_Exercise brief_
Reproduce verbatim every line from the one that includes "the brick wall" to the closing line of the entries; omit everything before it.

_Available data_
--- begin ---

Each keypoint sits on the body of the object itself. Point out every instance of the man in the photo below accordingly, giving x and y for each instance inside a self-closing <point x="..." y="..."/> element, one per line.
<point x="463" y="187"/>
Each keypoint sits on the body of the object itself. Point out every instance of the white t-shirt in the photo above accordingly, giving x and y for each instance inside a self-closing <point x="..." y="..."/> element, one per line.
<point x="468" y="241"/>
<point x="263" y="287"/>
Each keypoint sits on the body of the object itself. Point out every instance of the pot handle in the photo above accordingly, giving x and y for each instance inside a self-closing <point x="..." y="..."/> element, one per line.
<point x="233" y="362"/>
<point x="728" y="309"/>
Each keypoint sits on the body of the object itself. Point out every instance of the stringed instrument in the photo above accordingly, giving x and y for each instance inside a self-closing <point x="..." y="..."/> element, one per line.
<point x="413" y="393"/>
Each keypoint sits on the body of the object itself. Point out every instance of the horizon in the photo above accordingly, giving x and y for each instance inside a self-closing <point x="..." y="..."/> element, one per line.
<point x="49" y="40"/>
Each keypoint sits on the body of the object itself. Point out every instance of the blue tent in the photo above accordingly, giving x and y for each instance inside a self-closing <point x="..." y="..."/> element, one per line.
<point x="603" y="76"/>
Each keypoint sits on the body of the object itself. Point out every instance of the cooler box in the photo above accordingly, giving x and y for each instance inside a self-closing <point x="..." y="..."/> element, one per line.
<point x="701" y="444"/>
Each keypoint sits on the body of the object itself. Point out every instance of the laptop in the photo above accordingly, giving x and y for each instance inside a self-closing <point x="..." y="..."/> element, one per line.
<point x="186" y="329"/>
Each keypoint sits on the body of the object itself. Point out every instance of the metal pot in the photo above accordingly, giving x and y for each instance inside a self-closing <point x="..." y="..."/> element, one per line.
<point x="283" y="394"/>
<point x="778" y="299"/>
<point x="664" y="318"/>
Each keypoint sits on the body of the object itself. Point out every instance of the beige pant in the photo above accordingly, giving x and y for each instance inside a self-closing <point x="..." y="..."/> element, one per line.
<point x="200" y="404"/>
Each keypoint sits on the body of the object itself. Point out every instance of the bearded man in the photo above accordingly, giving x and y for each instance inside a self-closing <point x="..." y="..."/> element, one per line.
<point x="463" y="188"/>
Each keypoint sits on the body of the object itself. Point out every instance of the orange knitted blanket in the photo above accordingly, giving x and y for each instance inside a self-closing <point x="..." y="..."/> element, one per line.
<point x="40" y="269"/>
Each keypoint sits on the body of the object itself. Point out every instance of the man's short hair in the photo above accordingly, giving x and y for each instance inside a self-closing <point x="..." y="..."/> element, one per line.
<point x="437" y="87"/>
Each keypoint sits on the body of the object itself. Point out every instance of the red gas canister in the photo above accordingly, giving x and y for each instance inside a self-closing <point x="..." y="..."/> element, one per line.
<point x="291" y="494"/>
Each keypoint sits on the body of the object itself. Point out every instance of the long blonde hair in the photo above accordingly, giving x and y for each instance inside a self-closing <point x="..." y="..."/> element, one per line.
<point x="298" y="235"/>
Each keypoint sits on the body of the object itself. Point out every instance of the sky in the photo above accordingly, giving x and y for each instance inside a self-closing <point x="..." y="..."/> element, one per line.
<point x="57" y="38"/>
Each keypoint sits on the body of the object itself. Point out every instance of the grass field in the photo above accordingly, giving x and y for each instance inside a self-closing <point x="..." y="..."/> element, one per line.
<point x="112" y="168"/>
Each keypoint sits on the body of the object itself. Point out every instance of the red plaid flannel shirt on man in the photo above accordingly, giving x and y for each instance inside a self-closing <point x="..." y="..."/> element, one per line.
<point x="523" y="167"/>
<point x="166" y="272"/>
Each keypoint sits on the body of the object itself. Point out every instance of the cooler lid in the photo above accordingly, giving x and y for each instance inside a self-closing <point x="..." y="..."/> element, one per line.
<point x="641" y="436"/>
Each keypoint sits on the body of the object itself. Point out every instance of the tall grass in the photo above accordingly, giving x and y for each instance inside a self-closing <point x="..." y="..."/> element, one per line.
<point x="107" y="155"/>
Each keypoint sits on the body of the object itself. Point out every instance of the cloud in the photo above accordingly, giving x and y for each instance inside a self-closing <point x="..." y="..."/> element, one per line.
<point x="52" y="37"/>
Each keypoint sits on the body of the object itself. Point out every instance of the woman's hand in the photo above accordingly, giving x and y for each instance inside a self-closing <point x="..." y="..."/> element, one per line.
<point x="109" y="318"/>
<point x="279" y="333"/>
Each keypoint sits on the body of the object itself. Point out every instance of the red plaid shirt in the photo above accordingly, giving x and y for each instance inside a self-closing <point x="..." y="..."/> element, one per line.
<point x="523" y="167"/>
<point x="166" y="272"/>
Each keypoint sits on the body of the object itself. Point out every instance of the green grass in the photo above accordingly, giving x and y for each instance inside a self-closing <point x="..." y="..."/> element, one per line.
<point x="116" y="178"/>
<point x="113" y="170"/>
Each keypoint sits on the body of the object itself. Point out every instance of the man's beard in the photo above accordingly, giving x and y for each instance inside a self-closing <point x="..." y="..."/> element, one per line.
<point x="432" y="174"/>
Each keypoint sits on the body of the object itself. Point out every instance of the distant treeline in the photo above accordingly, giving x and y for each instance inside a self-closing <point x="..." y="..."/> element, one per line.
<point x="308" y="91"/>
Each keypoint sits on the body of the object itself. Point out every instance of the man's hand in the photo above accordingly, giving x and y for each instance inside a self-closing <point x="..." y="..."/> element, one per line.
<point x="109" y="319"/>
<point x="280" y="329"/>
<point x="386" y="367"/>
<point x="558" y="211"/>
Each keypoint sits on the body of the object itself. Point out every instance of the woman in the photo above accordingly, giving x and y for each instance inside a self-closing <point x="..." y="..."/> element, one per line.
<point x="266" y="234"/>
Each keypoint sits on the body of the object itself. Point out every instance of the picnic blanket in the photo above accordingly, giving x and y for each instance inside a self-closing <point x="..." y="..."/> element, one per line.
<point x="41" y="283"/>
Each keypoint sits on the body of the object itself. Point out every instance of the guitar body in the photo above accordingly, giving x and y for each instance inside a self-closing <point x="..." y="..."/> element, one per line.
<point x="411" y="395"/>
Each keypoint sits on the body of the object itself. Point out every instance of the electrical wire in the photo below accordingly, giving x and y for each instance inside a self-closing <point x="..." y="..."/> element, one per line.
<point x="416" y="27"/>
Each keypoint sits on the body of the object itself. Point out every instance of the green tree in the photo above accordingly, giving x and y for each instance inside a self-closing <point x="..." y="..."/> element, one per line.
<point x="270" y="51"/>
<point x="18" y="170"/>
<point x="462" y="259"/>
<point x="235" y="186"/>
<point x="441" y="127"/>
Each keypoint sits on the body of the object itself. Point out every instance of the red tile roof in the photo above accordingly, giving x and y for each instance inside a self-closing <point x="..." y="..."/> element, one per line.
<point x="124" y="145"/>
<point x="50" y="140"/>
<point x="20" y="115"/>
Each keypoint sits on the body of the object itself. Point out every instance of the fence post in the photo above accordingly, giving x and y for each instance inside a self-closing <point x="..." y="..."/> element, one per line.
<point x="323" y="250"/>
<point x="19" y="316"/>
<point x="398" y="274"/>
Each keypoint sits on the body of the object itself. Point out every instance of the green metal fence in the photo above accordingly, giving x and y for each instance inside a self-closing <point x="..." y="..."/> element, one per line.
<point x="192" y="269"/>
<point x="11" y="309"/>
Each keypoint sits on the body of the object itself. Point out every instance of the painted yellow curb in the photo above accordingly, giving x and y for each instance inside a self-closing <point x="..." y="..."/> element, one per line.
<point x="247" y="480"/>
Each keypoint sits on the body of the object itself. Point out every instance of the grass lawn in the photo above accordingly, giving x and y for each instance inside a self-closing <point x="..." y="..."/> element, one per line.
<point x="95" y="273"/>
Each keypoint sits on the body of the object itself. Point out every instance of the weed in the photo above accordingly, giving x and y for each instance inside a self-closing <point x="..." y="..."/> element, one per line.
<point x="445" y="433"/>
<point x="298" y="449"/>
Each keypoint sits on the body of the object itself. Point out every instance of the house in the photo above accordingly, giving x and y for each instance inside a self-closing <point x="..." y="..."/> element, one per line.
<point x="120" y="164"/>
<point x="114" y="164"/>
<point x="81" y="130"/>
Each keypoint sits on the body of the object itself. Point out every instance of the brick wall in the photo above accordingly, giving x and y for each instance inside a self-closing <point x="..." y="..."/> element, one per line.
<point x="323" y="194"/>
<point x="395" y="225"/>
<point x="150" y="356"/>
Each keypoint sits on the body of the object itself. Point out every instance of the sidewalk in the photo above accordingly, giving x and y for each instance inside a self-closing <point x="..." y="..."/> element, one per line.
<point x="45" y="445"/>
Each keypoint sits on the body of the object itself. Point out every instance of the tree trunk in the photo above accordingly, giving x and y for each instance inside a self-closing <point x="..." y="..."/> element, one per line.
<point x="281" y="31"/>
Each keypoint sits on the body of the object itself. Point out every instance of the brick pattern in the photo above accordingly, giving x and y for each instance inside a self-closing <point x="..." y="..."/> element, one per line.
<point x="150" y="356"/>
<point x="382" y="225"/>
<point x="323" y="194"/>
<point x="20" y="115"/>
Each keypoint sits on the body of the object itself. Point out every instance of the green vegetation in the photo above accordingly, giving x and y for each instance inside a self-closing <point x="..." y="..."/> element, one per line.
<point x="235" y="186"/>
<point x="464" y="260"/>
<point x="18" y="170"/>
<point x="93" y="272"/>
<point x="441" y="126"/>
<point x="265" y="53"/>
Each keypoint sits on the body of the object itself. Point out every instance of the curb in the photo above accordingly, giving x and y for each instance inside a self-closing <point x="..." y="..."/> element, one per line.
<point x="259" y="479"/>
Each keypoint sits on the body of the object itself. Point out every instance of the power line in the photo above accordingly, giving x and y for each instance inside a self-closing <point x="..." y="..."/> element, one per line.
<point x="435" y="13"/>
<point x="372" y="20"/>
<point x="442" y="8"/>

--- end ---

_Exercise answer_
Each keypoint sits on the body of the object itself. Point out every instance of the brick wall in the photo above accordingly, giving x and y for each instance inside a self-closing <point x="..." y="..."/> element, one per line.
<point x="323" y="194"/>
<point x="395" y="225"/>
<point x="150" y="356"/>
Each keypoint sits on the body of the object itself. Point out every instance of the sidewalk in the photo above accordingly, giving x and y for each instance inside a self-closing <point x="..." y="..."/> element, one per line.
<point x="45" y="445"/>
Each keypoint sits on the body of the object itself. Point out every instance of the tree trunk in the photo above accordingly, giving x and y for each instance inside a self-closing <point x="..." y="..."/> element, one per line.
<point x="281" y="31"/>
Each keypoint sits on the body of the object itself. Point out every instance of the brick pattern in the photo above accordingly, giving x and y for each instance inside a self-closing <point x="..." y="..."/> element, one per line.
<point x="150" y="356"/>
<point x="382" y="225"/>
<point x="323" y="194"/>
<point x="20" y="115"/>
Each keypoint sits on the body of the object itself. Point out every instance of the green vegetation in the photo above accordingly, giving x and y for each instance inside a self-closing <point x="..." y="..."/> element, one per line.
<point x="235" y="186"/>
<point x="464" y="260"/>
<point x="18" y="170"/>
<point x="93" y="272"/>
<point x="441" y="126"/>
<point x="265" y="53"/>
Each keypoint sits on the body of the object itself. Point out every instance of the curb in the photo above accordingly, giving x and y for each instance inside a self-closing <point x="..." y="..."/> element, one per line.
<point x="259" y="479"/>
Each keypoint sits on the body of the object itself. Point out every instance of the power line in the photo above accordingly, giving x and y for each instance inside a self-closing <point x="..." y="..."/> element, one per line.
<point x="435" y="13"/>
<point x="372" y="20"/>
<point x="442" y="8"/>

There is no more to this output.